→ **ACTIVITY**
Could you write out, word for word, only the lines from the one containing "Find every occurrence of white kurta" through the last line of the data below?

Text-to-region grounding data:
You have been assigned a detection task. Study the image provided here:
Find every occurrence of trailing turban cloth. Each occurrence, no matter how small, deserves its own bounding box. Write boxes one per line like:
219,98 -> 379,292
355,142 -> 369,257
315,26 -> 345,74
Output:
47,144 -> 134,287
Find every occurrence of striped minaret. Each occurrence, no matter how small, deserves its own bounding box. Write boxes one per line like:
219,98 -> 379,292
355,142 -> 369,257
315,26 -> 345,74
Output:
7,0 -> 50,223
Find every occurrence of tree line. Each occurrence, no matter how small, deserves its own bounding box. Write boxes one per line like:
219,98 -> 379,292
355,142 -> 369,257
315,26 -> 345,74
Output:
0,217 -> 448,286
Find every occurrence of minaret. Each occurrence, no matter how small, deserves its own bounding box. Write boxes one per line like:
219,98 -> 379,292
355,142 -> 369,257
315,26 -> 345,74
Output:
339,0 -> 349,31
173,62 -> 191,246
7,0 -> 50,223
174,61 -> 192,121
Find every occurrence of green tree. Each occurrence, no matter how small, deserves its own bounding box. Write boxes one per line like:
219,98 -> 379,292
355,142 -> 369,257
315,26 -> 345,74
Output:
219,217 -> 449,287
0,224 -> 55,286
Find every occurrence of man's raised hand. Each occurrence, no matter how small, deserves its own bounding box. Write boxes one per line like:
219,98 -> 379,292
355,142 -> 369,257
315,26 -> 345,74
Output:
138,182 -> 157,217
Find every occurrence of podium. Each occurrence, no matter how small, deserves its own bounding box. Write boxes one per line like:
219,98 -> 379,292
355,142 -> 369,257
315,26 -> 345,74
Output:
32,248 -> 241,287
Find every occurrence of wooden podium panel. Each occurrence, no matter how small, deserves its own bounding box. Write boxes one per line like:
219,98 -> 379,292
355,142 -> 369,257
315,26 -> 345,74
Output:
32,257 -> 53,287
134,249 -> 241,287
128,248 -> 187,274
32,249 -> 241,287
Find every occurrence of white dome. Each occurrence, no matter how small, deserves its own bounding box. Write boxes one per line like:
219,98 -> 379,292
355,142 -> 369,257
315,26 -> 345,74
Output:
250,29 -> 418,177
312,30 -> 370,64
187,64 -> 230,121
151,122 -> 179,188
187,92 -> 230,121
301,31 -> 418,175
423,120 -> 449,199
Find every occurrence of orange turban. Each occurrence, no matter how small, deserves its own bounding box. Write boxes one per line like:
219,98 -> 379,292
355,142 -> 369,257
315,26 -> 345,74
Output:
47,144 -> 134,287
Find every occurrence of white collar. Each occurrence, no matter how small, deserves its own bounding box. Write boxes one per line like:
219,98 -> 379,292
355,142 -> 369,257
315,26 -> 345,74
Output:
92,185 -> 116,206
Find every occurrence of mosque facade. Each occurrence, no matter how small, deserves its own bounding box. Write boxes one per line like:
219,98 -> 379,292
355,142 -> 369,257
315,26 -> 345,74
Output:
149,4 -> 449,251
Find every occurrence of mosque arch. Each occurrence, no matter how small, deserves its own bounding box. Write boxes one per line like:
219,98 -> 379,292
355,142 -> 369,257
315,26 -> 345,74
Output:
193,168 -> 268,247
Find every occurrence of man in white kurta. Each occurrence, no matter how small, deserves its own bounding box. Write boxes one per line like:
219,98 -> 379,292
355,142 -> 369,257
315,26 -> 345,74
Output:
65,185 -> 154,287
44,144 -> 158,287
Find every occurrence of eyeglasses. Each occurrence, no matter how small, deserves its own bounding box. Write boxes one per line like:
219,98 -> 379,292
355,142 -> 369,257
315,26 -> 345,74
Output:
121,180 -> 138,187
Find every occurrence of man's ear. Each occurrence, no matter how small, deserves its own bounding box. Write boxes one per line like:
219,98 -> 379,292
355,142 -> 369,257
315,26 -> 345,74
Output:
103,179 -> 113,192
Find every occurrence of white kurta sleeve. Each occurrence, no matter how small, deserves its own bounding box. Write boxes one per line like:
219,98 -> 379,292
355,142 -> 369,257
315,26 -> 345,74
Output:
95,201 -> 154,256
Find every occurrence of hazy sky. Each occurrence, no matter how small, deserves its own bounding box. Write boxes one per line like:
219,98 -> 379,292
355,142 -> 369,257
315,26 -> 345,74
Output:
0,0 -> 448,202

→ **RESPONSE BOX**
Find every occurrence of white kurta sleeve. Each occurrence, no matter how small, deserves its own bounding box. Write boxes one per line like:
219,98 -> 379,292
355,142 -> 369,257
315,26 -> 345,74
Output:
95,201 -> 154,256
Find every occurrence of hazy sky. Each occurrence, no matter how small, deserves its own bounding box. Write boxes one per line like:
219,98 -> 379,292
355,142 -> 369,257
315,26 -> 345,74
Output:
0,0 -> 448,202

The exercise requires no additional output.